### Recorded data
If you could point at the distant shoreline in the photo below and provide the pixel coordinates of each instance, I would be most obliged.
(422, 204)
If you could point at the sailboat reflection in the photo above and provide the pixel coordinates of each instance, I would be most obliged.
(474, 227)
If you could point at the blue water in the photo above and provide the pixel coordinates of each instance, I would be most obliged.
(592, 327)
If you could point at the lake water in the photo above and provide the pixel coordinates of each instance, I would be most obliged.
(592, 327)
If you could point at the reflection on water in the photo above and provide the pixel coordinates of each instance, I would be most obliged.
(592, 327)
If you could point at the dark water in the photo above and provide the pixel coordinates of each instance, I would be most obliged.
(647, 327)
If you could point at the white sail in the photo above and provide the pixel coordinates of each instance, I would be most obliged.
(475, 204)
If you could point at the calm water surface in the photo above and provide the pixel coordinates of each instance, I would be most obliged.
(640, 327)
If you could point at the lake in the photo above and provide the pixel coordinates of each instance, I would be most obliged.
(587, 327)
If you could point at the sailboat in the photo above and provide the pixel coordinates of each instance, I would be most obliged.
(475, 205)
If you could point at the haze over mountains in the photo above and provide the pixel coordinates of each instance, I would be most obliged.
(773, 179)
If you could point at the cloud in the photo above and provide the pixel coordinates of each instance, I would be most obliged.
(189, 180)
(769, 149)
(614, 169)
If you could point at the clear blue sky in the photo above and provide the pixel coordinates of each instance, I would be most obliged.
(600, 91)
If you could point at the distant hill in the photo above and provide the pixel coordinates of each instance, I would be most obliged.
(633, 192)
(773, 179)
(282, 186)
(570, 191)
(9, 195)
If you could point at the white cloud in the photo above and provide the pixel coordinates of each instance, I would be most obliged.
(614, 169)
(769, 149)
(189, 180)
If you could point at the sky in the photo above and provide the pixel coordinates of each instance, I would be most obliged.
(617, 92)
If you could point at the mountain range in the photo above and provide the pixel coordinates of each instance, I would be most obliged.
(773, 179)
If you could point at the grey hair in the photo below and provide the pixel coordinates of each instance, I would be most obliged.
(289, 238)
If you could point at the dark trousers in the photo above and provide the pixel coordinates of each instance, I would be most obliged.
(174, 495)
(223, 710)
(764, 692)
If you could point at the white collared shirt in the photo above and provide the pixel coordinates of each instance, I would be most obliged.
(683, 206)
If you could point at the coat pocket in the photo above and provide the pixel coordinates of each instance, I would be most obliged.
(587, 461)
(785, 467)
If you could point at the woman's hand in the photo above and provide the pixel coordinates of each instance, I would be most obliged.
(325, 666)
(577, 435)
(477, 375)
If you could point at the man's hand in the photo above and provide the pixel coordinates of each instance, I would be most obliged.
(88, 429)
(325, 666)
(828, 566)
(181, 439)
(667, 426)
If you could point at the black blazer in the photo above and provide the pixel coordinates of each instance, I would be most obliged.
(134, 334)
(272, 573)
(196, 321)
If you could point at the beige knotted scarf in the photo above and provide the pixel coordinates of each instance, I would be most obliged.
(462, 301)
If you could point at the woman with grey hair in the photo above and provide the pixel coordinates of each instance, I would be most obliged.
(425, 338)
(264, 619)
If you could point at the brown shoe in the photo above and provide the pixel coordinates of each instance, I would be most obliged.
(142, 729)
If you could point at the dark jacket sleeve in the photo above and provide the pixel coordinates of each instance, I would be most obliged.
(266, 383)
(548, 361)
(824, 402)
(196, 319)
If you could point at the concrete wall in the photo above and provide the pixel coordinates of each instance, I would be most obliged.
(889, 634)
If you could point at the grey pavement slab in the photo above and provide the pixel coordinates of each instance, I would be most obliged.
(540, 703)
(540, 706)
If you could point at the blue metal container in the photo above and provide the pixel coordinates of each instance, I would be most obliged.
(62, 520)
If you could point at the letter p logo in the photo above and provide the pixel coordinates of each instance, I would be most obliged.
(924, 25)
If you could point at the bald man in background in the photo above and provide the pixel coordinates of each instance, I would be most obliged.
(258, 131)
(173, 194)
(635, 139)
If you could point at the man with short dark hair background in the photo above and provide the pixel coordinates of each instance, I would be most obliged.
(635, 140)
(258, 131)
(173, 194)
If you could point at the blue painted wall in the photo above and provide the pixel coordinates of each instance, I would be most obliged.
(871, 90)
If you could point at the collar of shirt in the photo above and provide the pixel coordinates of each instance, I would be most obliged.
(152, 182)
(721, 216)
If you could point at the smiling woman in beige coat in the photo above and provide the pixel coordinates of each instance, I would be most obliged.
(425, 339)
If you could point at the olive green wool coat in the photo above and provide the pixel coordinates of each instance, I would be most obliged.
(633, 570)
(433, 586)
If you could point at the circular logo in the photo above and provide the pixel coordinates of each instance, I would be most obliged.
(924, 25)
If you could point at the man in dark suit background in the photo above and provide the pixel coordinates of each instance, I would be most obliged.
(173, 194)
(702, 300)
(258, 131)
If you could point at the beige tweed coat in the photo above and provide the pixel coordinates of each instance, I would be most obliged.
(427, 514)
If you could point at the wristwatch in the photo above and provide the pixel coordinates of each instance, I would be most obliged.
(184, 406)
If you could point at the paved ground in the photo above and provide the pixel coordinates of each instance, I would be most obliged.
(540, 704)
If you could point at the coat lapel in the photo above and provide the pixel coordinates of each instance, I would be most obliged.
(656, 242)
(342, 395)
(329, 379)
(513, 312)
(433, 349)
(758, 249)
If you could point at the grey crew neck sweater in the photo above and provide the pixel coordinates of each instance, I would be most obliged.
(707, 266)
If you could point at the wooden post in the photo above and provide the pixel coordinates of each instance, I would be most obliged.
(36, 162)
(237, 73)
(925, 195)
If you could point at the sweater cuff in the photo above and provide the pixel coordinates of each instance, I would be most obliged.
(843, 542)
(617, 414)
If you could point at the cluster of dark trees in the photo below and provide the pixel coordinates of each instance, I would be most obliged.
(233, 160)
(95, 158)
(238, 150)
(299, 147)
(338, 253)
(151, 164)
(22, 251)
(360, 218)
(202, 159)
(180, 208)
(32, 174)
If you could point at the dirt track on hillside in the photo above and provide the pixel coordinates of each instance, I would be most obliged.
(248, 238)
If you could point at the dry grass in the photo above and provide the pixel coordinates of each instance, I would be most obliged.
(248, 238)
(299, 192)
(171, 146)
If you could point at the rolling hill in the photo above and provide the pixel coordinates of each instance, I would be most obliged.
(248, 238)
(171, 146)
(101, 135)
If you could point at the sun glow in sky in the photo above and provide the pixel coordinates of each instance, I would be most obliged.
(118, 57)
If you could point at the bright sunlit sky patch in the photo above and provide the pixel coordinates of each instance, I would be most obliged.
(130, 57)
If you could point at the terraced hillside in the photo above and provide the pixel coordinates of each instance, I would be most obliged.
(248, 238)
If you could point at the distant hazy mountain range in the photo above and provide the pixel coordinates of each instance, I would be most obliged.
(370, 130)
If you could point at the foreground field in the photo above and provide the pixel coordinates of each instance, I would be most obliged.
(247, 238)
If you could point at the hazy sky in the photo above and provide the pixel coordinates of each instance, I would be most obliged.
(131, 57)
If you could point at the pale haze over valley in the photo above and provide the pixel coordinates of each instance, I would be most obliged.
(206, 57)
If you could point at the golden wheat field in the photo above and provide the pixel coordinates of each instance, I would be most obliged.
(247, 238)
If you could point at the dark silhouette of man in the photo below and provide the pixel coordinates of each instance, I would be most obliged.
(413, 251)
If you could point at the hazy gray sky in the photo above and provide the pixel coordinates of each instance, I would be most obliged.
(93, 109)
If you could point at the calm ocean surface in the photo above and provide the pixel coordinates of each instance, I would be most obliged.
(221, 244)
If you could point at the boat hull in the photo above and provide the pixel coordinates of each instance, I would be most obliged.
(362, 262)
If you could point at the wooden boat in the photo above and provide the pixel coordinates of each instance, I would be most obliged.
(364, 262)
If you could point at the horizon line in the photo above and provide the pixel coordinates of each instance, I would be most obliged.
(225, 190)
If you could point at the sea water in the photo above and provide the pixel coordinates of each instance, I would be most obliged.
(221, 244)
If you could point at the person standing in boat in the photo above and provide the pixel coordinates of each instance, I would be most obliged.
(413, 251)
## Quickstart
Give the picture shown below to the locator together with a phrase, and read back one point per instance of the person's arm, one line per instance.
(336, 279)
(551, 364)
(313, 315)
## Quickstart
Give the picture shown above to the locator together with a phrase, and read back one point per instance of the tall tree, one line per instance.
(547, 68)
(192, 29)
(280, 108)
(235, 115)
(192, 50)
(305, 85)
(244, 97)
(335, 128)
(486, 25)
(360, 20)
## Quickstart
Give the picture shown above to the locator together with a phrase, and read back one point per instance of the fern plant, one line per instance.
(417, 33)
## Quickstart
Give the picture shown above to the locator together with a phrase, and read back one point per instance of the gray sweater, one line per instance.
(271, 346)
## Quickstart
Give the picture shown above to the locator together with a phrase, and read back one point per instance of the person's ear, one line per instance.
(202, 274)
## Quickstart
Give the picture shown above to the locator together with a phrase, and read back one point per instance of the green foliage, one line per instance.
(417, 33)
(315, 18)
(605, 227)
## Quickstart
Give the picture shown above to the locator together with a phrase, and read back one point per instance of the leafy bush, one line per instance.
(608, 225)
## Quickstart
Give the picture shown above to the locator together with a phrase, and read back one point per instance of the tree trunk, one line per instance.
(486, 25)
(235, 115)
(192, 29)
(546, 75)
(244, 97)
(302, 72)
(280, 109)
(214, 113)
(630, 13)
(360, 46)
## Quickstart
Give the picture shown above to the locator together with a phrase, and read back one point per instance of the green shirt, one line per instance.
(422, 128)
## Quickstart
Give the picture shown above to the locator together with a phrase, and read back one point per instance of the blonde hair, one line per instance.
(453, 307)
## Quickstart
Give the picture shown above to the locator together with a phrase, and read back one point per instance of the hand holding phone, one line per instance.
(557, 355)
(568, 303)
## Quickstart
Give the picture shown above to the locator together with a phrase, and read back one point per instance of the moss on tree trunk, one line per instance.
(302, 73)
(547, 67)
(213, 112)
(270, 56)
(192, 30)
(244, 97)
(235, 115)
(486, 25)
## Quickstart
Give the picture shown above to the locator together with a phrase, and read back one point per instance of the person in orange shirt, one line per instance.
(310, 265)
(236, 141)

### Task description
Count the lines of the records above that contain the string "reflection", treating uppercase and lowercase letters as different. Reply with the number alone.

### Output of the exercise
2